**EXERCISE BRIEF:**
Each record below needs to be retyped exactly.
INPUT DATA section start
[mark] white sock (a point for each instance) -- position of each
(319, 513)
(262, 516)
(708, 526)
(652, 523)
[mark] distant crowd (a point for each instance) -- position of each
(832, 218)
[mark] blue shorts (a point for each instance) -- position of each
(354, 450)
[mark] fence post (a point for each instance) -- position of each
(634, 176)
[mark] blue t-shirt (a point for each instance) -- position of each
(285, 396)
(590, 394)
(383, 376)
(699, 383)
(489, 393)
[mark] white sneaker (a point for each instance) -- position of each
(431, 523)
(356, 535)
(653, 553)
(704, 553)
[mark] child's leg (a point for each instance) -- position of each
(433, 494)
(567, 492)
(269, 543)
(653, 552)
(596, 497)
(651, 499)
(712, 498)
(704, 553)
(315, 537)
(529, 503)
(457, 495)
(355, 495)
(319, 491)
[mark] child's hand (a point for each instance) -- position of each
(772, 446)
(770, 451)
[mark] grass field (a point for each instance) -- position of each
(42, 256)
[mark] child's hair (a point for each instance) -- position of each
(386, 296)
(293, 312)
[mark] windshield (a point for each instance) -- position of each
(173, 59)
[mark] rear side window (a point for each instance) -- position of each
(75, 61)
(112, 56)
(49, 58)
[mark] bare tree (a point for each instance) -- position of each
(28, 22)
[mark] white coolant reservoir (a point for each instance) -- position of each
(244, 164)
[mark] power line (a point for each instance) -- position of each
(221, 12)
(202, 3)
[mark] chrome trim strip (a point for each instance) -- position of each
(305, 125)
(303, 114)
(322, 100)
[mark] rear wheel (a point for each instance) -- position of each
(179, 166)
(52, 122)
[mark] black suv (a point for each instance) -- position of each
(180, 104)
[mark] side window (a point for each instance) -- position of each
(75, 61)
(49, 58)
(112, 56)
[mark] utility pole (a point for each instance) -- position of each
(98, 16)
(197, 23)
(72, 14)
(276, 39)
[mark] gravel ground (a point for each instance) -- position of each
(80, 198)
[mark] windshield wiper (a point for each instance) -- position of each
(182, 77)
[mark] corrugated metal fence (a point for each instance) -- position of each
INPUT DATA section end
**SOLUTION TO THIS PROBLEM:**
[mark] white sock (a point for each instance) -- position of each
(319, 513)
(262, 516)
(708, 526)
(652, 523)
[mark] distant crowd (a point for each instance) -- position of each
(832, 218)
[mark] blue shorts (a point for each instance) -- position of each
(354, 450)
[mark] fence post (a point for each instance) -- position of each
(634, 176)
[mark] blue t-shirt (a point for each instance) -- position of each
(285, 396)
(590, 394)
(383, 376)
(699, 383)
(489, 393)
[mark] white sneaker (a point for each instance) -- position of each
(431, 523)
(356, 535)
(653, 553)
(704, 553)
[mark] child's leg (a point for each instance) -- position of each
(433, 494)
(567, 492)
(269, 543)
(653, 552)
(596, 497)
(651, 499)
(712, 498)
(704, 553)
(315, 537)
(529, 503)
(457, 495)
(355, 495)
(319, 491)
[mark] child's hand (a point for each instance) -- position of each
(772, 446)
(770, 451)
[mark] grass field (a point for each instance) -- position of each
(42, 256)
[mark] child's hair (a point for each instance) -- position of each
(386, 296)
(293, 312)
[mark] windshield (a point for each instance) -- position of each
(173, 59)
[mark] rear side window (a point for each instance) -- position of each
(75, 61)
(112, 56)
(49, 58)
[mark] bare tree (a point for each instance) -- position of each
(28, 22)
[mark] white coolant reservoir (a point for each instance) -- position of each
(244, 164)
[mark] power line (a point for each instance) -- position of each
(221, 12)
(202, 3)
[mark] chrome trim strip (a point for each instance) -- position of each
(305, 125)
(303, 114)
(322, 100)
[mark] rear wheel (a point for each instance) -- position of each
(179, 166)
(52, 122)
[mark] black suv (a point for each instance) -- position of each
(180, 104)
[mark] side window (a point for each instance) -- position of each
(75, 61)
(49, 58)
(112, 56)
[mark] utility pole (a point for each instance) -- position of each
(98, 16)
(197, 23)
(72, 14)
(276, 39)
[mark] gravel ground (a point for each instance) -- position of each
(80, 198)
[mark] windshield wiper (a point for each instance) -- position of each
(182, 77)
[mark] corrugated metal fence (a point for each instance) -- position of each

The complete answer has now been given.